§ **ĆWICZENIE**:
Proszę powtórzyć wszystkie poniższe dane wiernie, wiersz po wierszu, pomijając w odpowiedzi obrazy.

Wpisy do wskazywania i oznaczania
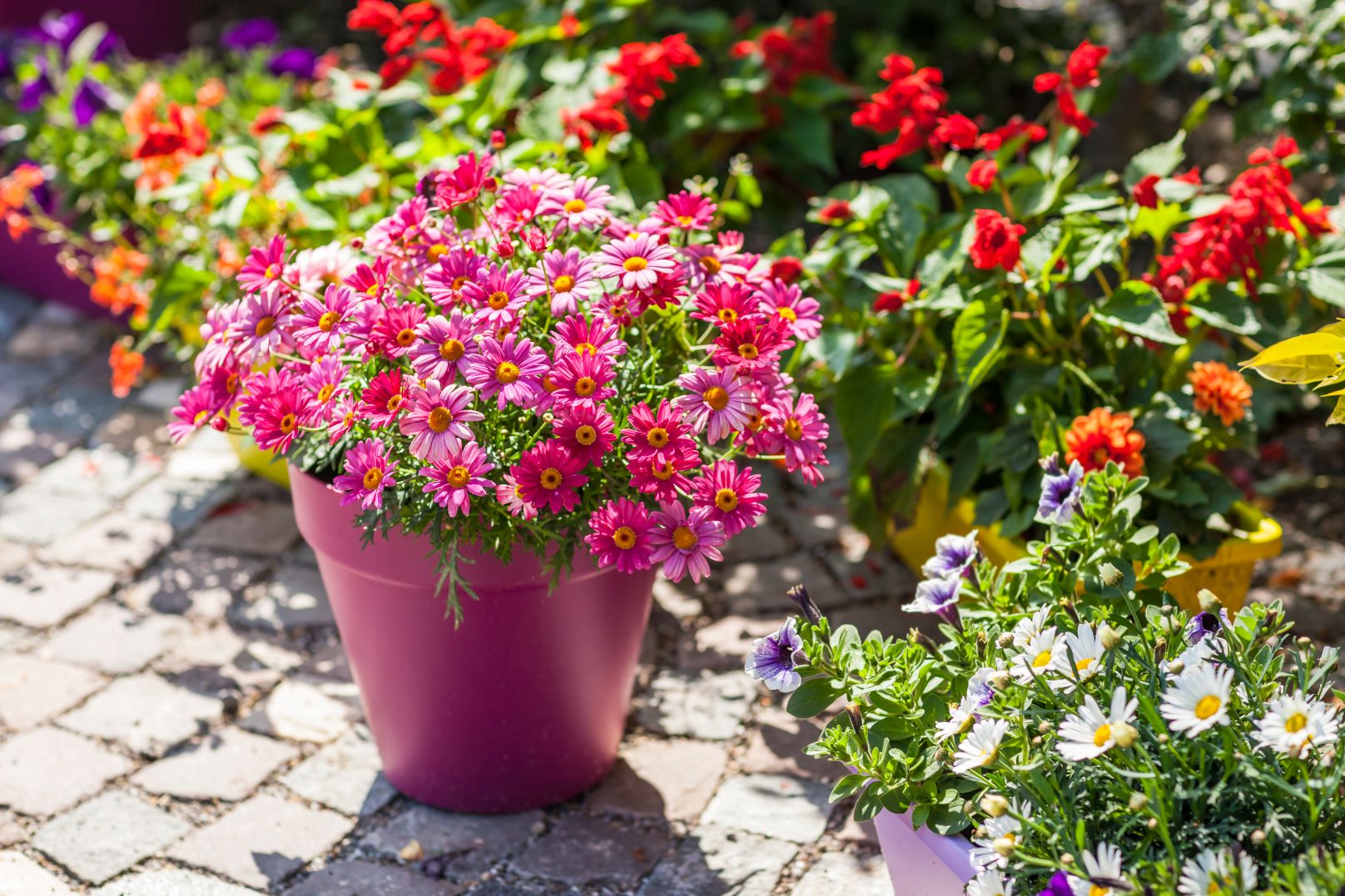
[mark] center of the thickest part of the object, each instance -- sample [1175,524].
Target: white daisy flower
[1082,658]
[980,747]
[1213,871]
[1294,724]
[1030,627]
[1089,734]
[1102,871]
[984,854]
[1040,656]
[989,883]
[1199,700]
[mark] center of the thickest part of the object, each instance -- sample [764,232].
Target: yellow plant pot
[1227,573]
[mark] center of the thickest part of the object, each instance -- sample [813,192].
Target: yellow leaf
[1301,359]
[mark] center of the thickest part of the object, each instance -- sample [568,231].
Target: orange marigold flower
[126,369]
[1104,436]
[1220,390]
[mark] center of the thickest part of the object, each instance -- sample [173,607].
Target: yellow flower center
[717,397]
[439,418]
[1208,705]
[683,538]
[451,349]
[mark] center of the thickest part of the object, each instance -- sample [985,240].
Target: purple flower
[1061,492]
[938,597]
[248,34]
[775,656]
[955,557]
[91,98]
[296,61]
[1059,885]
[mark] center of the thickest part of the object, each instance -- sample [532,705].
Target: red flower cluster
[638,78]
[788,54]
[423,32]
[1080,73]
[1224,244]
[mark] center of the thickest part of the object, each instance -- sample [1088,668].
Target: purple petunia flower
[938,597]
[91,98]
[1059,885]
[1061,492]
[955,557]
[251,32]
[775,658]
[296,61]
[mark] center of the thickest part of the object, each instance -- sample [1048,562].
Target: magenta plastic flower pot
[923,863]
[522,705]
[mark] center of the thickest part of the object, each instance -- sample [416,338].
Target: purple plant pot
[522,705]
[923,863]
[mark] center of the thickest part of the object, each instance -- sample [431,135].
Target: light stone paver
[113,639]
[467,844]
[229,765]
[171,882]
[21,876]
[702,705]
[144,713]
[46,770]
[32,689]
[262,841]
[300,710]
[108,834]
[846,874]
[717,860]
[772,806]
[345,775]
[41,597]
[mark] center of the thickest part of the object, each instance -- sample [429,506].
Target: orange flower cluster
[116,281]
[1104,436]
[15,189]
[164,146]
[1220,390]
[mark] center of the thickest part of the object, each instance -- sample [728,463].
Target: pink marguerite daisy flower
[367,474]
[510,369]
[718,401]
[438,420]
[685,542]
[456,477]
[729,495]
[637,261]
[620,536]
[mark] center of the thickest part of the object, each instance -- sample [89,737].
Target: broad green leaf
[1137,309]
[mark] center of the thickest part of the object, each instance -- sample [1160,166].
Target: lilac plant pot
[923,863]
[522,705]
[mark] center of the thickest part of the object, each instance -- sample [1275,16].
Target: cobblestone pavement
[176,716]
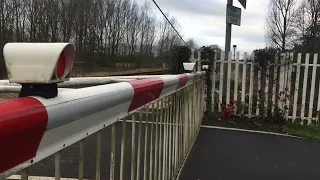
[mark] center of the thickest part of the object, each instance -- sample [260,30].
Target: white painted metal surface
[36,62]
[296,102]
[73,116]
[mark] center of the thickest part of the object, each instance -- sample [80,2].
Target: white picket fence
[257,90]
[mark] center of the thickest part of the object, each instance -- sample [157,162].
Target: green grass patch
[309,132]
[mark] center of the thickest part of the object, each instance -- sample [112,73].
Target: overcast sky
[204,21]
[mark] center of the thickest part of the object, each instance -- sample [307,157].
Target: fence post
[251,87]
[221,80]
[304,90]
[296,89]
[258,93]
[229,78]
[313,80]
[289,74]
[244,78]
[236,80]
[213,89]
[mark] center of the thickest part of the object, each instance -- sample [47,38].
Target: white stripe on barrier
[18,177]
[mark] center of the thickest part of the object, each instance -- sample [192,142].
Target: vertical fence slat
[313,81]
[266,91]
[296,89]
[133,147]
[221,80]
[98,156]
[146,144]
[304,90]
[244,77]
[258,92]
[251,87]
[213,85]
[288,82]
[152,137]
[170,155]
[165,138]
[24,174]
[156,141]
[123,148]
[57,165]
[236,80]
[113,152]
[160,139]
[275,83]
[229,78]
[281,83]
[139,145]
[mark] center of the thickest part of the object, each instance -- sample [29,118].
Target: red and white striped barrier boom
[33,128]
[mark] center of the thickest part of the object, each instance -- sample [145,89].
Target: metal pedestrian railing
[150,135]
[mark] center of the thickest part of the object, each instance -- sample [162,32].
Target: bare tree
[104,32]
[280,24]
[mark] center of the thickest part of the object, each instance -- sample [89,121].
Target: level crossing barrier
[164,112]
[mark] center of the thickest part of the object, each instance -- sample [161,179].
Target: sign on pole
[243,3]
[233,15]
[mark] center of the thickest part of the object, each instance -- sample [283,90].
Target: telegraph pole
[227,50]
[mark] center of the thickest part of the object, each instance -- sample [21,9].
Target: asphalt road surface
[233,155]
[216,155]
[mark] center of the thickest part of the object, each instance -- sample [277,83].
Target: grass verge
[309,132]
[269,125]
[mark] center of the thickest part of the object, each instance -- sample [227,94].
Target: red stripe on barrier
[183,78]
[195,76]
[145,91]
[22,125]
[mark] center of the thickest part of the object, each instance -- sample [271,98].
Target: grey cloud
[196,7]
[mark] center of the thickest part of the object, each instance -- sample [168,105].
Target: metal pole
[227,49]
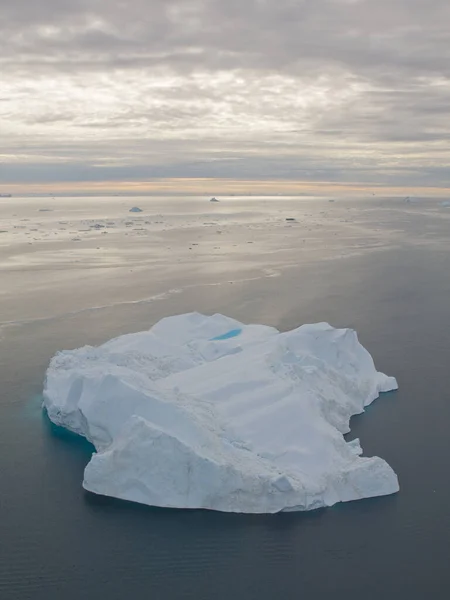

§ **WYNIK ĆWICZENIA**:
[mark] center of the thickest part of the object, each instance -- sample [1175,524].
Target: white daisy flower
[1082,658]
[980,747]
[1213,871]
[1294,724]
[1030,627]
[1089,734]
[1102,871]
[984,854]
[1040,656]
[989,883]
[1199,700]
[mark] center of the thickest part of the object, each instance -- sample [764,232].
Target: yellow plant pot
[1227,573]
[mark] center of the thickest part of the object, each instance -- sample [813,192].
Target: yellow leaf
[1301,359]
[mark] center of the thickest part of the object, each instance -- sample [568,231].
Target: orange marigold flower
[126,369]
[1104,436]
[1220,390]
[mark] center of the thickest part of the object, each instance -- sample [173,607].
Target: yellow flower center
[717,397]
[439,418]
[1208,705]
[683,538]
[451,349]
[mark] center of the thickest part of the object, each instance -- sample [985,240].
Target: purple flower
[1061,492]
[938,597]
[248,34]
[775,656]
[955,557]
[91,98]
[296,61]
[1059,885]
[mark] center of the thickest part of the object, each instance -- sample [532,705].
Target: red flower cluster
[638,78]
[788,54]
[423,32]
[1080,73]
[1224,244]
[mark] center of the thickest part of the object, each instance -- sample [1088,668].
Target: purple petunia flower
[938,597]
[91,98]
[1059,885]
[1061,492]
[955,557]
[251,32]
[775,658]
[296,61]
[mark] center of the thickest part of the object, each instance -- sample [1048,562].
Target: magenta plastic flower pot
[923,863]
[522,705]
[mark] center of the thickest part of the object, each instance -- sample [416,338].
Target: purple plant pot
[522,705]
[923,863]
[mark] center of the thickest part of the object, each instance -- sample [431,135].
Target: light stone paver
[113,639]
[467,844]
[229,765]
[171,882]
[21,876]
[702,705]
[144,713]
[46,770]
[32,689]
[262,841]
[300,710]
[108,834]
[846,874]
[717,860]
[772,806]
[345,775]
[41,597]
[mark] center of the thickest part of the object, each instance -- sample [429,506].
Target: orange flower cluster
[116,281]
[1104,436]
[15,189]
[164,146]
[1220,390]
[mark] center of the thickest part of the object, each instance -- sample [728,463].
Target: pink marguerite daisy flower
[367,474]
[510,369]
[718,401]
[438,420]
[685,542]
[456,477]
[729,495]
[637,261]
[620,536]
[mark] center of the thickest part of the object, each instance -- sample [89,737].
Target: broad green leaf
[1137,309]
[mark] center of the thickest part of the object, each instance -- sample [1160,166].
Target: lilac plant pot
[923,863]
[522,705]
[mark] center of the thickest part of the object, each instance -- sample [1275,16].
Target: cobblestone pavement
[176,716]
[mark] center of the thickest part of the object, each instance -- sample [260,30].
Target: white painted metal surface
[36,62]
[296,102]
[73,116]
[mark] center of the thickest part of the object, each instance -- sample [80,2].
Target: white picket fence
[257,90]
[mark] center of the thickest part of the object, each instance -- sample [157,162].
Target: green grass patch
[309,132]
[mark] center of the thickest part of the object, each instance -- sample [112,73].
Target: overcast sky
[204,21]
[mark] center of the thickest part of the object, each instance -- sample [307,157].
Target: fence post
[251,87]
[221,80]
[304,90]
[296,89]
[258,93]
[229,78]
[313,80]
[289,74]
[244,78]
[236,80]
[213,89]
[mark] center of the thickest part of the object, each instance -- sample [47,38].
Target: white stripe on barrier
[18,177]
[mark] center of the thickest part of the object, each instance -- sample [192,142].
Target: vertical fence slat
[313,81]
[266,91]
[296,89]
[133,147]
[221,80]
[98,156]
[146,144]
[304,90]
[244,77]
[258,92]
[251,87]
[213,85]
[288,82]
[152,137]
[170,155]
[165,138]
[24,174]
[156,141]
[123,148]
[57,165]
[236,80]
[113,152]
[160,139]
[275,83]
[229,78]
[281,83]
[139,145]
[mark] center of the thickest part of the object, each instance -- sample [29,118].
Target: red and white striped barrier boom
[33,128]
[mark] center of the thickest part of the object, each instance -- sample [145,89].
Target: metal pedestrian railing
[150,135]
[mark] center of the thickest part of the object, each instance -- sample [162,32].
Target: bare tree
[104,32]
[280,24]
[mark] center of the thickest part of the object, each instance -- sample [89,121].
Target: level crossing barrier
[164,112]
[mark] center of the thickest part of the object, each instance -- sample [161,179].
Target: sign on pole
[243,3]
[233,15]
[mark] center of the thickest part of the object, each instance -- sample [283,90].
Target: telegraph pole
[227,50]
[mark] center of the thickest part of the object, each instance -- sample [21,9].
Target: asphalt road surface
[233,155]
[216,155]
[mark] center of the thickest part of the object, each instance -- sample [277,83].
Target: grass verge
[309,132]
[269,125]
[mark] center of the thickest part of the object, each instance -- sample [227,94].
Target: red stripe on barrier
[183,78]
[195,76]
[145,91]
[22,125]
[mark] center of the thickest part of the object, each instance -- sample [271,98].
Target: grey cloud
[196,7]
[mark] center of the thickest part of the object, each instance -- sample [168,105].
Target: metal pole
[227,49]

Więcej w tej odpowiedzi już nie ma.